YOUR TASK >>
With the line containing "potted plant by" as the first line and the last line of the records as the final one, reproduce that range exactly.

Excerpts of labeled region data
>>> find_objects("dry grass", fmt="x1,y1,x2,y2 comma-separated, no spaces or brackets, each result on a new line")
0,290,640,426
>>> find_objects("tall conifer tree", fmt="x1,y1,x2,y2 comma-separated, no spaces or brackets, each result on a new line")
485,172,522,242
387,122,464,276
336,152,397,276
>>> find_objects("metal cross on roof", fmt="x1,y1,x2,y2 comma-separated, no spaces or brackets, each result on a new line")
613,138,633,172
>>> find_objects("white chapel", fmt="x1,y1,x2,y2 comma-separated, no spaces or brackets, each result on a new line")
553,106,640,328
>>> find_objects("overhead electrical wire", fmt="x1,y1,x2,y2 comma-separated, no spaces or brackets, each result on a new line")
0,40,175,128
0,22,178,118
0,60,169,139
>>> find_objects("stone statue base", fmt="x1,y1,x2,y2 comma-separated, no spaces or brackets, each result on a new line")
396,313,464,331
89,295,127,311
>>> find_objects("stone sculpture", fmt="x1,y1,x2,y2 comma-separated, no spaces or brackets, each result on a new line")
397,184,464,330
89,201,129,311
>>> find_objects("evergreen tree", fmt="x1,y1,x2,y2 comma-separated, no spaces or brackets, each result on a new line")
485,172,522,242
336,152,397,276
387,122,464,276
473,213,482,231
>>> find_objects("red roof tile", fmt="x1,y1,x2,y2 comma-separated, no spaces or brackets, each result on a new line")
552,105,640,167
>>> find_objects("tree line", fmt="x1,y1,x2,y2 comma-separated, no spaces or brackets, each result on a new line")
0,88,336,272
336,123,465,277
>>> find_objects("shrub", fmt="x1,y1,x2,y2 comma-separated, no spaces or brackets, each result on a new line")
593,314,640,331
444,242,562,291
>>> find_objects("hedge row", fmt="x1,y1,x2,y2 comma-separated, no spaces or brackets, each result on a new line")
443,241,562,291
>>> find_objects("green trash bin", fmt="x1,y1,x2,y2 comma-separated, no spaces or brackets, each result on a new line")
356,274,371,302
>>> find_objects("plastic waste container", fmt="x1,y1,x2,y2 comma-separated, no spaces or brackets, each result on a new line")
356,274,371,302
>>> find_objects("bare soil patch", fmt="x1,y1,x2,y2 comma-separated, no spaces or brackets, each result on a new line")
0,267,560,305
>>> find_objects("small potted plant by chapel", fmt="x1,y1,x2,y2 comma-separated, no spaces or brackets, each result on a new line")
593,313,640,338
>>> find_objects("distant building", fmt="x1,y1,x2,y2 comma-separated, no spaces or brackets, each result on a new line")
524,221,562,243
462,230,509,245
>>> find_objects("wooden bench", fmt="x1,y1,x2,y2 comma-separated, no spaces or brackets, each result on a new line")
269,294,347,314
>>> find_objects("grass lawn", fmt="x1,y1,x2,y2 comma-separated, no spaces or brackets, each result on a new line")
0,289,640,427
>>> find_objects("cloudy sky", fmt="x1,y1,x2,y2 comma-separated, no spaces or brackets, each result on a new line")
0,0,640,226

THE COMPLETED TASK >>
>>> find_objects("small potted plant by chapel", fmt="x1,y1,x2,y2 comma-separated, no spaces or brackets, each result on a new line")
593,313,640,338
>>> find_objects("distant building", fmt="x1,y1,x2,y2 comma-separated, no spaces or brackets, each result on a new line")
524,221,562,243
462,230,509,245
>>> find_objects("wooden bench", fmt="x1,y1,x2,y2 comma-separated, no spaces or brackets, each result on a new line")
269,294,347,314
>>> find_objects("grass lawn", fmt="x1,y1,x2,y2 comma-separated, no spaces or brackets, each result on a new line")
0,289,640,427
>>> find_objects("cloudy sky", fmt="x1,y1,x2,y2 comma-separated, no spaces or brackets, each result on a new line")
0,0,640,226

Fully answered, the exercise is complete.